0

I am working on a project where i have an online solution, where you can upload an xml file and parses the data within the xml to the database. The files can now be up to 1GB big and my solution must be able to handle this which gives me some difficulty for obvious reasons. My idea was to send the data to the database in chunks.

Here is a small example of how the xml file can look

    <BPM6 language="english" submissionType="normal" version="14">
  <masterdata tlf="" by="" postnr="" gadenavn="" firmanavn="" loebenr="" 
refperio="201711" idno="61092919">
    <kontaktpersoner>
      <person fuldtnavn="Morten Nystrup Rasmussen" tlf="" 
email="mnr@nationalbanken.dk" />
    </kontaktpersoner>
  </masterdata>
  <AK1>
    <AK1MedIsin>
      <data Isin="123" Koncern="D" Valuta="ANG" VPreg="J"/>
      <data Isin="123" Koncern="D" Valuta="ANG" VPreg="J"VaerdiPrincip="M"Fritekst="&#xD;" />
      <data Isin="123" Koncern="D" Valuta="ANG" VPreg="J" VaerdiPrincip="M" Fritekst="&#xD;" />
      <data Isin="123" Koncern="D" Valuta="ANG" VPreg="J" VaerdiPrincip="M" Fritekst="&#xD;" />
      <data Isin="123" Koncern="D" Valuta="ANG" VPreg="J" VaerdiPrincip="M" Fritekst="&#xD;" />
      <data Isin="123" Koncern="D" Valuta="ANG" VPreg="J" />
      <data Isin="123" Koncern="D" Valuta="ANG" VPreg="J"VaerdiPrincip="M"/>
      <data Isin="123" Koncern="D" Valuta="ANG" VPreg="J"VaerdiPrincip="M"/>
      <data Isin="123" Koncern="D" Valuta="ANG" VPreg="J"VaerdiPrincip="M"/>
      <data Isin="123" Koncern="D" Valuta="ANG" VPreg="J" VaerdiPrincip="M" />
    </AK1MedIsin>
  </AK1>
  <OB2a>
    <OB2aUdenIsin>
        <data InternKode="3" Branche="BZ2" Sektor="1120"/>
        <data InternKode="4" Branche="BZ2" Sektor="1120"/>
        <data InternKode="5" Branche="BZ2" Sektor="1120"/>
        <data InternKode="6" Branche="BZ2" Sektor="1120"/>
        <data InternKode="7" Branche="BZ2" Sektor="1120"/>
    </OB2aUdenIsin>
   </OB2a>
</BPM6>

The full xml files are obviously a lot bigger. My main problem is that i have to read the data within the nodes "AK1MedIsin" and "OB2aUdenIsin" and these names are unknown and will change from file to file.

            using (var reader = XmlTextReader.Create(File.OpenRead(@"C:\data.xml")))
            {

                var state = State.PreMasterData;

                if (reader.MoveToContent() == XmlNodeType.Element)
                {
                    while (reader.Read())
                    {
                        switch (state)
                        {
                            case State.PreMasterData:
                                if (reader.Name == "masterdata")

> _Given request A_
Determine whether each of the following statements agrees with the forum post above, answering yes or no and quoting the deciding words of the post: (i) the uploaded XML files may reach 1GB in size; (ii) the node names "AK1MedIsin" and "OB2aUdenIsin" remain the same in every file; (iii) the proposed approach is to send the data to the database in chunks.

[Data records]
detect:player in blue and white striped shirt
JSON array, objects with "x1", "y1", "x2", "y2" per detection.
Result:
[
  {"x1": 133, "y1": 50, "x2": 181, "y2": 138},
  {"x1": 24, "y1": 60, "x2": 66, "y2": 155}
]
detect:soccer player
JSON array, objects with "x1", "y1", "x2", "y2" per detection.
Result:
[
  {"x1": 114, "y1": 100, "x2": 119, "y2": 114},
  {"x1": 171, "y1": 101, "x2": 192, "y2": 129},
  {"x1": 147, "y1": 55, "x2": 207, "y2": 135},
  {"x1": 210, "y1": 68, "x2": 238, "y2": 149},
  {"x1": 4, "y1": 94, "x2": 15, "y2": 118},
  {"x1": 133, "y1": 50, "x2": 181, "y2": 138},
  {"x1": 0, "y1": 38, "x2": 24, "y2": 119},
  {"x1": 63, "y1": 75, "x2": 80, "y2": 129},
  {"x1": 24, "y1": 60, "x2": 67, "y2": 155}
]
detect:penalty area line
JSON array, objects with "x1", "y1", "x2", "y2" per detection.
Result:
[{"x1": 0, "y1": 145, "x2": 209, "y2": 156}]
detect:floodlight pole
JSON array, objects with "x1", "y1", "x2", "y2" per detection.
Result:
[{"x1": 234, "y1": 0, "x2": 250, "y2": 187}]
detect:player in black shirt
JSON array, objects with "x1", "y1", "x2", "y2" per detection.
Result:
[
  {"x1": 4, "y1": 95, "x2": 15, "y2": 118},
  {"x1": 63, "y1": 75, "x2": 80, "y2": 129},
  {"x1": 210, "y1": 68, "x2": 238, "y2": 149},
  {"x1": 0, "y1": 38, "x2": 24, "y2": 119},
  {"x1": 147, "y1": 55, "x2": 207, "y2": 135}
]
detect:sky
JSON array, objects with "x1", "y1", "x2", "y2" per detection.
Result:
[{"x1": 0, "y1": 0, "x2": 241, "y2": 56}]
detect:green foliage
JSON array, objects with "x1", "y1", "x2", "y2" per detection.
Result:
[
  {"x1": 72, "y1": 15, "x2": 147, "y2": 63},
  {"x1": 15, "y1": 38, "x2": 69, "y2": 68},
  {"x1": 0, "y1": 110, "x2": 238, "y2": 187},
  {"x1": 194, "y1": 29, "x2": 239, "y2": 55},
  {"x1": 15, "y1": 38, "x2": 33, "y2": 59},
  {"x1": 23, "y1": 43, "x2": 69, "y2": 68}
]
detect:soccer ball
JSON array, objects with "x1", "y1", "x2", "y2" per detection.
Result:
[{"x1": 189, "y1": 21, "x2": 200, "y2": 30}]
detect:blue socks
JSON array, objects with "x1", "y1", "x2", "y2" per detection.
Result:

> _Given request B_
Identify every line of the entries that contains the word "player", and copy each such line.

> _Correct result A_
(i) Yes: "The files can now be up to 1GB big"
(ii) No: "these names are unknown and will change from file to file"
(iii) Yes: "My idea was to send the data to the database in chunks."

> _Correct result B_
detect:player in blue and white striped shirt
detect:soccer player
detect:player in black shirt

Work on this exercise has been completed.